• **Task description**: Collect every line of the records below that contains the string "blue", and copy each one in full. Case counts.

• **Extracted data**:
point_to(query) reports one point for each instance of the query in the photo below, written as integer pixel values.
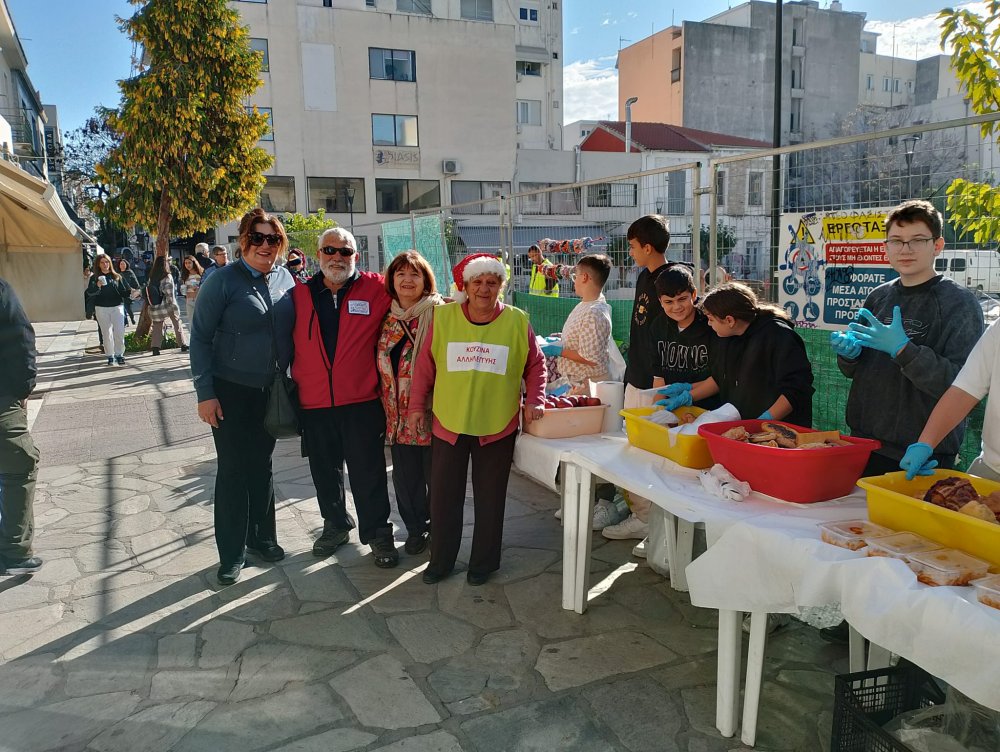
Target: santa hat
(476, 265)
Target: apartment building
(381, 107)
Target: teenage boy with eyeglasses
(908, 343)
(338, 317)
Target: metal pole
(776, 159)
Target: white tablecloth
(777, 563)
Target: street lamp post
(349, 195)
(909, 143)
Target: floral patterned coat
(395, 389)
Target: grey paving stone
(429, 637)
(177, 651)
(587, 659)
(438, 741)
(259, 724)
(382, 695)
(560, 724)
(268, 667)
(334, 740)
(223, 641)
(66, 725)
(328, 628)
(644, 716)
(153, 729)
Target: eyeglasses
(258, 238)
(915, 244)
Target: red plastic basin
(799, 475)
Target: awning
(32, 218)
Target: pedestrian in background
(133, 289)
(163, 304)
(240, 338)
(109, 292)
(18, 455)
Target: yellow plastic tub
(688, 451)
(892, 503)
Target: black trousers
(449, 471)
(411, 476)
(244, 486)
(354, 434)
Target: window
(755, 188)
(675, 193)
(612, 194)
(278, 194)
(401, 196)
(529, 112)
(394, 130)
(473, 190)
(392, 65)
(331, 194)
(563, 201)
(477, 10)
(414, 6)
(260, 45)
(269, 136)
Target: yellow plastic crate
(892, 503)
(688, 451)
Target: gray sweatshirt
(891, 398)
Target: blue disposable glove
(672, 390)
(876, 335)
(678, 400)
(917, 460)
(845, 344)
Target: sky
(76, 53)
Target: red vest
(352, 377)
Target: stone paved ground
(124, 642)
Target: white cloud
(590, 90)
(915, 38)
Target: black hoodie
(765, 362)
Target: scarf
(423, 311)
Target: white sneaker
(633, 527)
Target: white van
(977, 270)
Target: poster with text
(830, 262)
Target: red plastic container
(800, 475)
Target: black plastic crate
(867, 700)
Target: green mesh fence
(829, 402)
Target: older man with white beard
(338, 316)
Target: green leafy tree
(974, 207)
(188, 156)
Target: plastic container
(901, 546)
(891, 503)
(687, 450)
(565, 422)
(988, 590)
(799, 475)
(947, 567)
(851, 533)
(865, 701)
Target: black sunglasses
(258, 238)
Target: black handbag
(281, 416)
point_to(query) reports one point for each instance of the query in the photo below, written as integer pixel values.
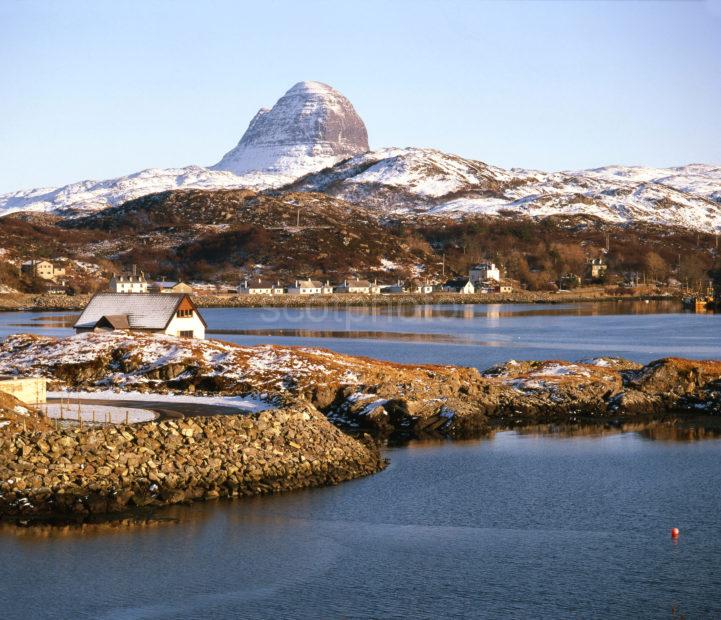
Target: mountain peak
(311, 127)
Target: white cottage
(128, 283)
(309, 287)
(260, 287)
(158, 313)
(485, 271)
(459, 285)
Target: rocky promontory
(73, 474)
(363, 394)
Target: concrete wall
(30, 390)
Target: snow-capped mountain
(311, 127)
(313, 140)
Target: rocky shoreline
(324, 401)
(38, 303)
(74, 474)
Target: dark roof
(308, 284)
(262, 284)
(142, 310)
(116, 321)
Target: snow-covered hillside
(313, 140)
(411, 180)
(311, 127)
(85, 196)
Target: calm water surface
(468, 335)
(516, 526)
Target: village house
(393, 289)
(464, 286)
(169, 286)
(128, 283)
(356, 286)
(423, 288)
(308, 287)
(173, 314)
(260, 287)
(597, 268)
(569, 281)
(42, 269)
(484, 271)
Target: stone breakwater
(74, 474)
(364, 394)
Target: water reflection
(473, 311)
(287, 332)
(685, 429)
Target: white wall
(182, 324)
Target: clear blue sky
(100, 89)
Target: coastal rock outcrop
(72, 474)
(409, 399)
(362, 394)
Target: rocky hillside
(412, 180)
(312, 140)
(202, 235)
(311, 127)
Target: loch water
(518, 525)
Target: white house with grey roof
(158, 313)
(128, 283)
...
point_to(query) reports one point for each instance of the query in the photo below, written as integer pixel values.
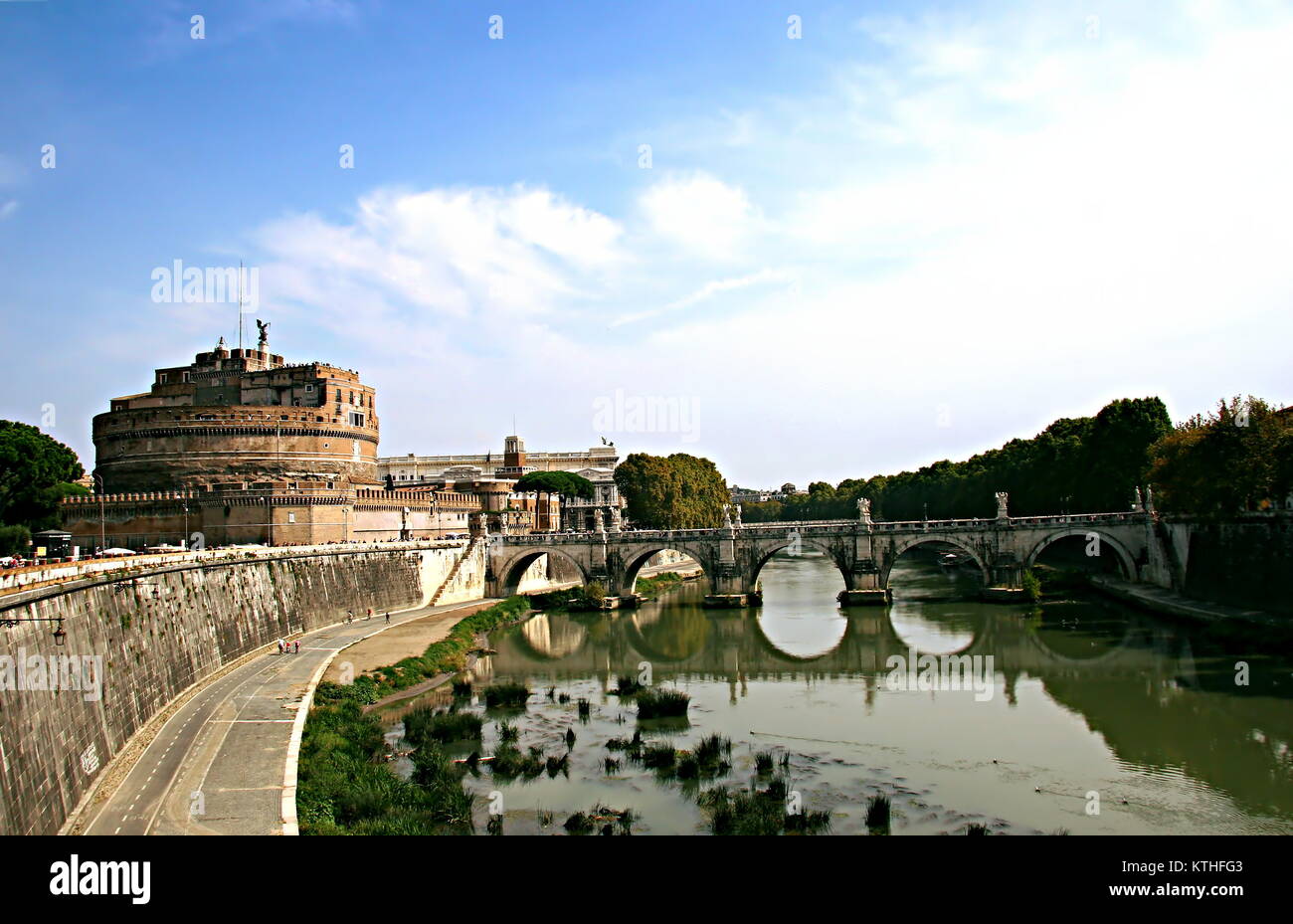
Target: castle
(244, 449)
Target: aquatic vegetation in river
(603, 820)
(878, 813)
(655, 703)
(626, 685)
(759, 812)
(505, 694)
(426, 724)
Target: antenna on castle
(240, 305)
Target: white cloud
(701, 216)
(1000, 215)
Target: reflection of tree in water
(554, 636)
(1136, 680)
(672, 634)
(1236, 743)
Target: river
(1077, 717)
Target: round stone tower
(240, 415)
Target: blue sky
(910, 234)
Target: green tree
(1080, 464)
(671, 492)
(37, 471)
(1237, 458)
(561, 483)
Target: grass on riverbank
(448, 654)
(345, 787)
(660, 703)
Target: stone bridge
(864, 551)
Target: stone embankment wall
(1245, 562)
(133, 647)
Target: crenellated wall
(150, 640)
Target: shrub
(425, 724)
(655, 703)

• **Answer below**:
Target: blue disposable glove
Target: clear blue sky
Target: blue sky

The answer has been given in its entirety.